The interior of the church contains two separate sets of medieval murals. Decorating the apse is a set of vivid Romanesque paintings, influenced by French art and made in the early 13th century but somewhat harshly restored in the 19th century. They depict God holding the crucified Christ within a mandorla, under which the Apostles are standing. On the side walls there are scenes from the Old and New Testament as well as the family tree of Jesus. The paintings adorning the vaults of the nave are from the 14th century and depict the Coronation of the Virgin and the former patron saint of the church, Saint Lawrence.

■ **Records**
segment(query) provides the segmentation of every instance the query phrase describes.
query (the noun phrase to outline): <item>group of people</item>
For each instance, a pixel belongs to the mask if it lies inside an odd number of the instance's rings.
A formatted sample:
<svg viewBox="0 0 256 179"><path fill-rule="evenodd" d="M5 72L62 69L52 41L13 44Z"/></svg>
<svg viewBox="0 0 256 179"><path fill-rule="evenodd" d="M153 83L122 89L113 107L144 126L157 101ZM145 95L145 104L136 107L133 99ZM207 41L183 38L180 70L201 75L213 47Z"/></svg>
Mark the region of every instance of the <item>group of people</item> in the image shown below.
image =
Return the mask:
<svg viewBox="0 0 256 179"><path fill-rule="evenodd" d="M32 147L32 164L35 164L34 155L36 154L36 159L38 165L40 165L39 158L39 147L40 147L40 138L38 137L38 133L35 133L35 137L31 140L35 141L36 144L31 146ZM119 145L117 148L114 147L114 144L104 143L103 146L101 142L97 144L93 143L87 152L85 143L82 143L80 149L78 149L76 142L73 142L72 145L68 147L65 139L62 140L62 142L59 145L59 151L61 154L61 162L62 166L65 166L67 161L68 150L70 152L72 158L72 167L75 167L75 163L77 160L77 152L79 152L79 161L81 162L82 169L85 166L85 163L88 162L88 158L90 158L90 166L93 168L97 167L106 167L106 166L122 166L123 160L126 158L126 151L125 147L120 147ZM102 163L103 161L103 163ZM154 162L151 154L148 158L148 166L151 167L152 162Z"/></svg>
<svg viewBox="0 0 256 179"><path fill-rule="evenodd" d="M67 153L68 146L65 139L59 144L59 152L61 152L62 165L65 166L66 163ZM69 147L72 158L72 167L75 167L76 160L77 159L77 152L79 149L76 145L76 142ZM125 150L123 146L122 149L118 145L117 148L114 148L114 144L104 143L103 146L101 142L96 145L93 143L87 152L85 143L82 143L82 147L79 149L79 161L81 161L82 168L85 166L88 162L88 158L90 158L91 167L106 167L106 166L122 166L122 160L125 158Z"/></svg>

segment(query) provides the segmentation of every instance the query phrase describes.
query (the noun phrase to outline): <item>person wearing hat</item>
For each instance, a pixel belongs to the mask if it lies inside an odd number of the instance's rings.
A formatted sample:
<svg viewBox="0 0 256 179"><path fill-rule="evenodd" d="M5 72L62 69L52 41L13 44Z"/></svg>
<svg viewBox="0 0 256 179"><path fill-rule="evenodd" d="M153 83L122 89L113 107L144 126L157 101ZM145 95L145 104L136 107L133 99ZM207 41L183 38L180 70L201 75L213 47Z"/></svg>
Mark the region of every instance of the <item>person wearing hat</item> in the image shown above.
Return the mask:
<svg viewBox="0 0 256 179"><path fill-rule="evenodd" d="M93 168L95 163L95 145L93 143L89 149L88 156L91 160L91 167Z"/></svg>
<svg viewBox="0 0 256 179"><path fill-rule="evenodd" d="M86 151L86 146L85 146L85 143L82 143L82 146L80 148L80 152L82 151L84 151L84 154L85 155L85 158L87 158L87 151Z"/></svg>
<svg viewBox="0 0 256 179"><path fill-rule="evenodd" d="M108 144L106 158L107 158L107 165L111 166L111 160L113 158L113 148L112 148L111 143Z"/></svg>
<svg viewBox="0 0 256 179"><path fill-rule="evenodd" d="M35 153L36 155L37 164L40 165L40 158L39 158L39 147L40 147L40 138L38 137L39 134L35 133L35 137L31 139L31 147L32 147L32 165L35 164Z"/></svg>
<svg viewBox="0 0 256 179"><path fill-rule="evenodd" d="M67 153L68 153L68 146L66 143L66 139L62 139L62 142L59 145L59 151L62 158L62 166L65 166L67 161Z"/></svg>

■ **Exercise set**
**a)** In the passage on the church murals, which two subjects do the paintings on the nave vaults show?
**b)** Write the next part of the passage about the church's medieval murals, picking up after its last sentence.

■ **Exercise responses**
**a)** The Coronation of the Virgin and Saint Lawrence, the church's former patron saint.

**b)**
==Furnishings==
The oldest item in the church is the richly decorated Romanesque baptismal font, adorned with images depicting the baptism of Christ. It was made in 1180 by a Romanesque sculptor called Tove. The name of the sculptor is known since another, very similar, baptismal font in Gumlösa Church is signed Tove gierhi ("Tove made me"). The church also has a triumphal cross from the 15th century, flanked by two copies of 16th-century wooden sculptures today in the Swedish History Museum but originally from Bjäresjö Church. They portray Mary and John the Evangelist. The other furnishings of the church are not medieval. Some of the pews date from the 16th century, and one of them is marked with the date 1562. The altarpiece of the church is an early Baroque piece, while the pulpit is from 1620.

Adjacent to the church are also the Bjäresjö Runestones.